▶ [Task to complete]: Line by line, check the data for the string "blue" and state how many lines have it, nothing more.

▶ [Exercise material]:
+ + + + + + +

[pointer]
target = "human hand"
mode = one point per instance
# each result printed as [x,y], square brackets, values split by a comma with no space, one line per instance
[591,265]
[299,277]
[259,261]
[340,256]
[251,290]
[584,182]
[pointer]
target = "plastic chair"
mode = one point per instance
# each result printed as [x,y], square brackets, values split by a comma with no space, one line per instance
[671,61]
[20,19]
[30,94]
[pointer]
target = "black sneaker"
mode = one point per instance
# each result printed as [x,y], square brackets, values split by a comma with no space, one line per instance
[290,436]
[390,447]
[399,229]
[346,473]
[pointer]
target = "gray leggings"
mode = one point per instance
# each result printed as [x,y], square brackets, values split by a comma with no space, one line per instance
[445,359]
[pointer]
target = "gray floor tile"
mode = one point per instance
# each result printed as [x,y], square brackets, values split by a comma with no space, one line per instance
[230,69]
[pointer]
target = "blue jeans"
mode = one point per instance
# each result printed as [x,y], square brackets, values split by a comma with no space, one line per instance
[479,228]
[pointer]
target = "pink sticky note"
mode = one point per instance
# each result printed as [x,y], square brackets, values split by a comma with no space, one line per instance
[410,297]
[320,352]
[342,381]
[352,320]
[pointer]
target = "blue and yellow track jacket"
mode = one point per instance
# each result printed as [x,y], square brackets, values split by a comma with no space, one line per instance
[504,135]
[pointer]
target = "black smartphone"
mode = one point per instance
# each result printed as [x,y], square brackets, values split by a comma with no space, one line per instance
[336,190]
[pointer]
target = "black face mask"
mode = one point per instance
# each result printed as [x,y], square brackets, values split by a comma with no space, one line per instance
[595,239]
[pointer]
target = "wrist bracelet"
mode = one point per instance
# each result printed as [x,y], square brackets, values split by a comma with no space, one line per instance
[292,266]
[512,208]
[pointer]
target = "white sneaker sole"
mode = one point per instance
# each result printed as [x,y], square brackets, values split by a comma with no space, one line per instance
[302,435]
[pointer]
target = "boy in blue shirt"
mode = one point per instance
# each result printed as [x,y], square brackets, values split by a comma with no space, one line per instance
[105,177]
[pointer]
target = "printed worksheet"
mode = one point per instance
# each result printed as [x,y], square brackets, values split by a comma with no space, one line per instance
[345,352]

+ + + + + + +

▶ [Solution below]: 3